[DANE WEJŚCIOWE]
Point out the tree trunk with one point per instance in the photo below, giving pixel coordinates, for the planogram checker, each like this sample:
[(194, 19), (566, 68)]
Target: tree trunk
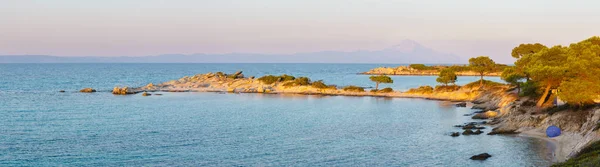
[(543, 99), (481, 81)]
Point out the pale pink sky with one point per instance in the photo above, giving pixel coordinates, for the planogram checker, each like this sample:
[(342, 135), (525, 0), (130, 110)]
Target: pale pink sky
[(151, 27)]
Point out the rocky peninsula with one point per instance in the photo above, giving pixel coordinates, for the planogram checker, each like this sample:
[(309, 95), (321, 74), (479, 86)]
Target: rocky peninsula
[(508, 113), (424, 71), (237, 83)]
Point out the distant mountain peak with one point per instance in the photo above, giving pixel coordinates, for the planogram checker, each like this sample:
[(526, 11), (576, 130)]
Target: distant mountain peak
[(406, 46)]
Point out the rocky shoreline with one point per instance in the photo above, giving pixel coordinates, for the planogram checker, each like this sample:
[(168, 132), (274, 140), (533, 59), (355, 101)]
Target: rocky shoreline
[(405, 70), (509, 114), (215, 82)]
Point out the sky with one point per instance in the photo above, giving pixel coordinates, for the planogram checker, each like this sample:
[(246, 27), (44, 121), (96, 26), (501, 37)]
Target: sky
[(152, 27)]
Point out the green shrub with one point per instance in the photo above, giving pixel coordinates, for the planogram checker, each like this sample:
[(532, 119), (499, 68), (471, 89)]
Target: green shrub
[(319, 84), (219, 74), (449, 88), (421, 67), (486, 83), (286, 77), (269, 79), (302, 81), (459, 68), (421, 89), (386, 90), (353, 88), (530, 89)]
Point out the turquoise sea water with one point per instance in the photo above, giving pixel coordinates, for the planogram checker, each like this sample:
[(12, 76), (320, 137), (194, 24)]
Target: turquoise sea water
[(42, 127)]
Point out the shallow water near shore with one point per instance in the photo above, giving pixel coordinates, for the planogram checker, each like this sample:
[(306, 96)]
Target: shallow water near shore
[(42, 127)]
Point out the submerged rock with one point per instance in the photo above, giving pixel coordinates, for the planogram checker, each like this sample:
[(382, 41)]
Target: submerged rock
[(470, 126), (122, 91), (87, 90), (485, 115), (483, 156), (468, 132), (496, 131)]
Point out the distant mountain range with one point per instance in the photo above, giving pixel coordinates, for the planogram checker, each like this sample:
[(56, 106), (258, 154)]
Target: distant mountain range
[(407, 51)]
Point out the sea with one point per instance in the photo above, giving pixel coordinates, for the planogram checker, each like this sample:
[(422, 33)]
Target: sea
[(39, 126)]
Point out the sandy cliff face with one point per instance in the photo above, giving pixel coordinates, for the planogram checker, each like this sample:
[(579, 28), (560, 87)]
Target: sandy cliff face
[(405, 70), (578, 126)]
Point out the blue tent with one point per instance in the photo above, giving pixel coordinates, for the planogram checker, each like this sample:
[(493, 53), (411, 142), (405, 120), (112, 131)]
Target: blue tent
[(553, 131)]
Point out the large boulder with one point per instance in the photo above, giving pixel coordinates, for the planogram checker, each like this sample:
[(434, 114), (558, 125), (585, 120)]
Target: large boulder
[(468, 132), (483, 156), (122, 91), (87, 90)]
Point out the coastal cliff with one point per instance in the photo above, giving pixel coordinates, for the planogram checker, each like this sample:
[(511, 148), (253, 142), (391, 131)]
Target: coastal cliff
[(433, 71)]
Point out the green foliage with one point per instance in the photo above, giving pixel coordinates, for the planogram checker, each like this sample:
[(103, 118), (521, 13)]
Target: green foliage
[(482, 64), (353, 88), (301, 81), (286, 77), (446, 88), (486, 83), (530, 89), (381, 79), (527, 49), (512, 75), (219, 74), (579, 92), (319, 84), (421, 89), (270, 79), (446, 77), (420, 67), (386, 90), (459, 68), (549, 68)]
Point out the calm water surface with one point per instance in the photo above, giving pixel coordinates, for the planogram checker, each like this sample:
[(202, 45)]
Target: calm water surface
[(41, 127)]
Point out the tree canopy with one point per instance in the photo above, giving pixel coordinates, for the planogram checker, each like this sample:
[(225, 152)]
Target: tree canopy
[(527, 49), (381, 79), (513, 76), (573, 70), (482, 65), (446, 77)]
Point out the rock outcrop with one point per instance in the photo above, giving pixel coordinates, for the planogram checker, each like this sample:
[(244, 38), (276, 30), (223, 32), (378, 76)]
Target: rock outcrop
[(482, 156), (406, 70), (123, 91), (237, 83), (87, 90)]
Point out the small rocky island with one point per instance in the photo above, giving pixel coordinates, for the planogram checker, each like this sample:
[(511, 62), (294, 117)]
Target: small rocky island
[(286, 84), (423, 70)]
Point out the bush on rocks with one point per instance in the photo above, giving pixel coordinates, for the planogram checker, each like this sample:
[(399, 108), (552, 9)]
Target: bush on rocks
[(353, 88)]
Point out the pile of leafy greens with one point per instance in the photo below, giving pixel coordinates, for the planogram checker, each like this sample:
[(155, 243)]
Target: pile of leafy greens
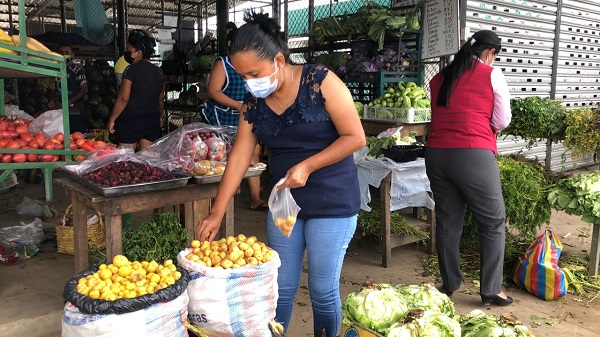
[(379, 307), (478, 324)]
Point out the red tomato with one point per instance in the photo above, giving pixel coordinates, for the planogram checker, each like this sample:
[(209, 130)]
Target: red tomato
[(19, 158)]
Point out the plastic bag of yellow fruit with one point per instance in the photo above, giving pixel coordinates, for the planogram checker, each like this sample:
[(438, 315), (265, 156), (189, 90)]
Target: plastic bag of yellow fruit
[(283, 208), (127, 298), (233, 285)]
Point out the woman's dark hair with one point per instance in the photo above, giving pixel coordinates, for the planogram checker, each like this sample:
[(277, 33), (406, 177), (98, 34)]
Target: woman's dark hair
[(261, 35), (231, 29), (141, 40), (463, 61)]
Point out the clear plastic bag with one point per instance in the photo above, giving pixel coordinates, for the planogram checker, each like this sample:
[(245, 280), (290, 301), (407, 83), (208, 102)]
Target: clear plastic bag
[(192, 143), (283, 208)]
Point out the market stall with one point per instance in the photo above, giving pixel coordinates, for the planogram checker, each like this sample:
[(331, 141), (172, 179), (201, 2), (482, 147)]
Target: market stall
[(20, 60)]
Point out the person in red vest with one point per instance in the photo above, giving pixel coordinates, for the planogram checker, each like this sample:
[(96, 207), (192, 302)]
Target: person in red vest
[(470, 106)]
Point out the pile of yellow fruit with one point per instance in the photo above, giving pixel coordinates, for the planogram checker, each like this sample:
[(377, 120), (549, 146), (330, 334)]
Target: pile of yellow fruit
[(125, 279), (230, 252)]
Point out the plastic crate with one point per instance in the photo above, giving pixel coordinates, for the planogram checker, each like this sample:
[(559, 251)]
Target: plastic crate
[(403, 115), (10, 181)]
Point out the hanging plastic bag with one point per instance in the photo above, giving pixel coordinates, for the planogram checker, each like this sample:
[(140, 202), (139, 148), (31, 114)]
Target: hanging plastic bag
[(283, 208), (538, 271)]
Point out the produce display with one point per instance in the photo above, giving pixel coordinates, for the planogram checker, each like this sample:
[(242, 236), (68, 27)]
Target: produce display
[(126, 173), (126, 279), (421, 310), (14, 134), (372, 20), (230, 252), (198, 149)]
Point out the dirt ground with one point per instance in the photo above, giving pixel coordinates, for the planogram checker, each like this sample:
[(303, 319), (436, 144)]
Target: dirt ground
[(31, 292)]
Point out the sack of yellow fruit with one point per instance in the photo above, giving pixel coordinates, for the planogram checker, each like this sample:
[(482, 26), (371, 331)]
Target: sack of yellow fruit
[(283, 208), (233, 285), (127, 299)]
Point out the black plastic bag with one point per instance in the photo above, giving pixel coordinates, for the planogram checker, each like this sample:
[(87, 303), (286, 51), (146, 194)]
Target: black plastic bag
[(91, 306)]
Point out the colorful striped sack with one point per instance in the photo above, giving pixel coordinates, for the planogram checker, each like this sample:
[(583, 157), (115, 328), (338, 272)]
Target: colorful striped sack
[(538, 271), (239, 302)]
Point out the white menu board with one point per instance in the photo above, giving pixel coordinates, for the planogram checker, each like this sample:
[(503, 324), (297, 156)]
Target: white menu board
[(440, 28)]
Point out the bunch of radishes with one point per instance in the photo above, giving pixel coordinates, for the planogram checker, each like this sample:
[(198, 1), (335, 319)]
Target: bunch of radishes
[(14, 134)]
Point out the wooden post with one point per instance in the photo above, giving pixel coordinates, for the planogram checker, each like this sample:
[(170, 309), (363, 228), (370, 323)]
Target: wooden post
[(80, 233), (595, 251), (386, 231)]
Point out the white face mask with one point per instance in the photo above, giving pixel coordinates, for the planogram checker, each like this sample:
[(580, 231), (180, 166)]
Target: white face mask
[(262, 87)]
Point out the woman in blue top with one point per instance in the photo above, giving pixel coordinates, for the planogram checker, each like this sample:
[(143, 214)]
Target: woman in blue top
[(226, 91), (306, 116)]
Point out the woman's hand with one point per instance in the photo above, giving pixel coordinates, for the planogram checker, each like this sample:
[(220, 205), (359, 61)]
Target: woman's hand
[(296, 176), (208, 228), (111, 126)]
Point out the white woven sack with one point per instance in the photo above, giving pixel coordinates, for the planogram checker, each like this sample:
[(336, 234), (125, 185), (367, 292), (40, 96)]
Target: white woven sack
[(158, 320), (240, 301)]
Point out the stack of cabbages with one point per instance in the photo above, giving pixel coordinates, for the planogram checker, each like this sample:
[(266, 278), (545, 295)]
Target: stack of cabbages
[(419, 311)]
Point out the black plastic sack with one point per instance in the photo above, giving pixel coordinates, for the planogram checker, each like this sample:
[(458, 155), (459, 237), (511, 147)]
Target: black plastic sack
[(125, 305)]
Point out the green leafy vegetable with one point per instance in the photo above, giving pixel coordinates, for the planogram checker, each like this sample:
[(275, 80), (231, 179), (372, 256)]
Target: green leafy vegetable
[(160, 238), (376, 307), (477, 324), (419, 323)]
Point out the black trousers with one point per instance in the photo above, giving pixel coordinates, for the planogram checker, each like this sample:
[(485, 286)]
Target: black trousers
[(470, 177)]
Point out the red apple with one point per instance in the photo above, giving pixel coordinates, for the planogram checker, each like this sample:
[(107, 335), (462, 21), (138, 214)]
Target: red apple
[(19, 158)]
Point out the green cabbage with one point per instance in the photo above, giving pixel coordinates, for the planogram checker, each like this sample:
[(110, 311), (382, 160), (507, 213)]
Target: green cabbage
[(376, 307), (426, 297), (420, 323), (478, 324)]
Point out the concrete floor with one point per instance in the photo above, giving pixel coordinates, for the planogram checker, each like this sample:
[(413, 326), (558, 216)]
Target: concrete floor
[(31, 300)]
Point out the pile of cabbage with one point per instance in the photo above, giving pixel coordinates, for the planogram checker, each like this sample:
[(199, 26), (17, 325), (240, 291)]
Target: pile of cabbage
[(421, 311)]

[CEL ZADANIA] Przepisz bez zmian wiersze z powyższego wykazu, zaczynając od wiersza zawierającego „Point out the sack” i kończąc na wierszu zawierającym „[(283, 208), (233, 285), (127, 299)]”, łącznie z oboma tymi wierszami.

[ODPOWIEDŹ PISEMNA]
Point out the sack of yellow fruit with one point per instance in the photo above, giving pixel coordinates, for the planogram checker, each like this sample:
[(482, 26), (371, 331)]
Target: sack of yellow fruit
[(283, 208), (233, 285), (127, 299)]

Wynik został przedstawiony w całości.